Collected data:
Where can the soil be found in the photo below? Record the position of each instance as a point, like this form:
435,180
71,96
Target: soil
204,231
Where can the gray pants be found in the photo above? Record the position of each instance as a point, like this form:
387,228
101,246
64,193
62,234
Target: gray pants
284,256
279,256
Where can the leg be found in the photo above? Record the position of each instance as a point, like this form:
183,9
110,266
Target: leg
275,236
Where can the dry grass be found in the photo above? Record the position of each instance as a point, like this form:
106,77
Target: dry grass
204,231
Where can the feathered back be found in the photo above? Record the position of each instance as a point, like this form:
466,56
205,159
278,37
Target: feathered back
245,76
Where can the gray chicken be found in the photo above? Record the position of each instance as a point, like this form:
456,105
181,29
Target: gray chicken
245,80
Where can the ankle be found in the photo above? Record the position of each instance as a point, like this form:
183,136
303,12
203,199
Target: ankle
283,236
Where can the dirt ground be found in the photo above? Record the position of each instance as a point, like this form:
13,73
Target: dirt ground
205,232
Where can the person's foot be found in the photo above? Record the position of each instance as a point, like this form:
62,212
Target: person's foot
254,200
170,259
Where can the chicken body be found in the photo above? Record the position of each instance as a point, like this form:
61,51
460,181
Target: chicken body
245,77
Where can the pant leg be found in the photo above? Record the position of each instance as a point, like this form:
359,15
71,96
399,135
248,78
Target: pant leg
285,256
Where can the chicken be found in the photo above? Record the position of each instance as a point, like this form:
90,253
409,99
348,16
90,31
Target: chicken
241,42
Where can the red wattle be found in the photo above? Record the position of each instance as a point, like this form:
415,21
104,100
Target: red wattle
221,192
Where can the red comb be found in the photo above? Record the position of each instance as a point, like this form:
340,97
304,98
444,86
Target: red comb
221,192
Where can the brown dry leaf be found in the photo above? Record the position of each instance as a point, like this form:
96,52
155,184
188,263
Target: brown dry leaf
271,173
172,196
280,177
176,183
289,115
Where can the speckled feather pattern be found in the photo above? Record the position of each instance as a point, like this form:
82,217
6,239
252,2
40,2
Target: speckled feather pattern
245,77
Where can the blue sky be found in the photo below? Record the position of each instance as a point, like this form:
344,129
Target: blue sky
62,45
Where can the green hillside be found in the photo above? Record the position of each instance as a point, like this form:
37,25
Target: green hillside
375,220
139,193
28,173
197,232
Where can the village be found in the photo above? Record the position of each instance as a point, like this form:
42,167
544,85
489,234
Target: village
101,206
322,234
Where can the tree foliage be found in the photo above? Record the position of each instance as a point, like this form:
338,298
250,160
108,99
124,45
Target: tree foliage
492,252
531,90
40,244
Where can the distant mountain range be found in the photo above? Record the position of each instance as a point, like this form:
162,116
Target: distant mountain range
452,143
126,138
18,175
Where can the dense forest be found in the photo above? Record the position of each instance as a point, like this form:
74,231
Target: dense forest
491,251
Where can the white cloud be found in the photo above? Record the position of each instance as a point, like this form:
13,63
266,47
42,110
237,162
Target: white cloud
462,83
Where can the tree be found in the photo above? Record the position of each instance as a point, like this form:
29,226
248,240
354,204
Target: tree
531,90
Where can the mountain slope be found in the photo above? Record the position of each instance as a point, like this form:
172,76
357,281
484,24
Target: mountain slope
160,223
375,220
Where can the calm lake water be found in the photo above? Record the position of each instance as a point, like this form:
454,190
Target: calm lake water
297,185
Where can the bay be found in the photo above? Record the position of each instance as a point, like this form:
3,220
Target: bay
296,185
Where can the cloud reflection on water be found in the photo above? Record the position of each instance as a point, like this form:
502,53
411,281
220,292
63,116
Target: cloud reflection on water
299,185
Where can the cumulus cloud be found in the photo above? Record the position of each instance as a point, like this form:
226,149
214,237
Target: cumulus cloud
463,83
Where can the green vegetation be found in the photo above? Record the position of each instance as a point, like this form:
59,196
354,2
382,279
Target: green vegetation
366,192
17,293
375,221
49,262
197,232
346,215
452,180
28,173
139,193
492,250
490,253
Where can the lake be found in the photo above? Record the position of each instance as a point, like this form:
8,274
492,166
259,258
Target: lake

* [TASK DESCRIPTION]:
In the entries above, identify every line with the string "below".

* [YOUR RESPONSE]:
Where can the soil be found in the photo below? Record the position of each instance as a point, like this form:
Where can the blue sky be found in the photo below? Record the position of each instance as a point, like this form:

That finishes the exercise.